What is asked: Output the lines of the records below as a JSON list of strings, one string per line with blank lines left out, from the line containing "Please locate the weeds" through the end of the records.

########################################

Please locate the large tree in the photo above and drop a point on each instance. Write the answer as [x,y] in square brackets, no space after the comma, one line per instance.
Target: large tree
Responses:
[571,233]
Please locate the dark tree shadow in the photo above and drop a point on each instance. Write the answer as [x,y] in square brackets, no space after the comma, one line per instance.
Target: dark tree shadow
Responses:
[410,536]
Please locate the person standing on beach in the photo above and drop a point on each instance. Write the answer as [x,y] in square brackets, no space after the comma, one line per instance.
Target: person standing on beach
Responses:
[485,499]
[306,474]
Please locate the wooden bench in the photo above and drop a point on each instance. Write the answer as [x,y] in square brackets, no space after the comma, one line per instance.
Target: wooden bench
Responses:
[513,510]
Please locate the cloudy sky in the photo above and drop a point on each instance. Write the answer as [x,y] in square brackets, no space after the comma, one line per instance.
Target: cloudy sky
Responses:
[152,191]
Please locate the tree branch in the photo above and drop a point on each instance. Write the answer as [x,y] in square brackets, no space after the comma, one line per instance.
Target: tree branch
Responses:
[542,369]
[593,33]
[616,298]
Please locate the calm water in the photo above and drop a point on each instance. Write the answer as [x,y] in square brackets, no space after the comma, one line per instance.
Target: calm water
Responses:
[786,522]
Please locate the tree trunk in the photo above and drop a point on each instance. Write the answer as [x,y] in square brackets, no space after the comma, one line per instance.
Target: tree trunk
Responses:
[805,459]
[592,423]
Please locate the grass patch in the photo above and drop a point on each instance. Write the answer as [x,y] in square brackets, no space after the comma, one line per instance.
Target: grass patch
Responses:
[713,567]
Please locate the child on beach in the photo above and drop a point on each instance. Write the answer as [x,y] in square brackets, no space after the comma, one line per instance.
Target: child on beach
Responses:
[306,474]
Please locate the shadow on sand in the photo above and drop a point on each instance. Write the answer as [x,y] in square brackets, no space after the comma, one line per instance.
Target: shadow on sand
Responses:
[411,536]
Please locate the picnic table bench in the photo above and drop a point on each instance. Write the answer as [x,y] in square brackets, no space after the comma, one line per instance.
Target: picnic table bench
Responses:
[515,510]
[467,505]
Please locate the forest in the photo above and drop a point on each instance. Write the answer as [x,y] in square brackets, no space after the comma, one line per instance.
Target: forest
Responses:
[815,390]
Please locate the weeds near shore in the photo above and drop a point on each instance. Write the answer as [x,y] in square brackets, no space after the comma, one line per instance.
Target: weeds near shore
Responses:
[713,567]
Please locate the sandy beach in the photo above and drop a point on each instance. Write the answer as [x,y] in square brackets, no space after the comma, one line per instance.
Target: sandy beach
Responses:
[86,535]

########################################

Correct response:
[
  "Please locate the weeds near shore in the photo above and drop a point on each instance. Write the answer as [x,y] in square brackets, no space after the comma, one line per instance.",
  "Target: weeds near shore",
  "Responses:",
  "[713,567]",
  "Please locate the sandy beach in the photo above and drop a point on each instance. Write the answer as [x,y] in square brackets, no space after the comma, one line per instance.",
  "Target: sandy beach",
  "Responses:",
  "[86,535]"
]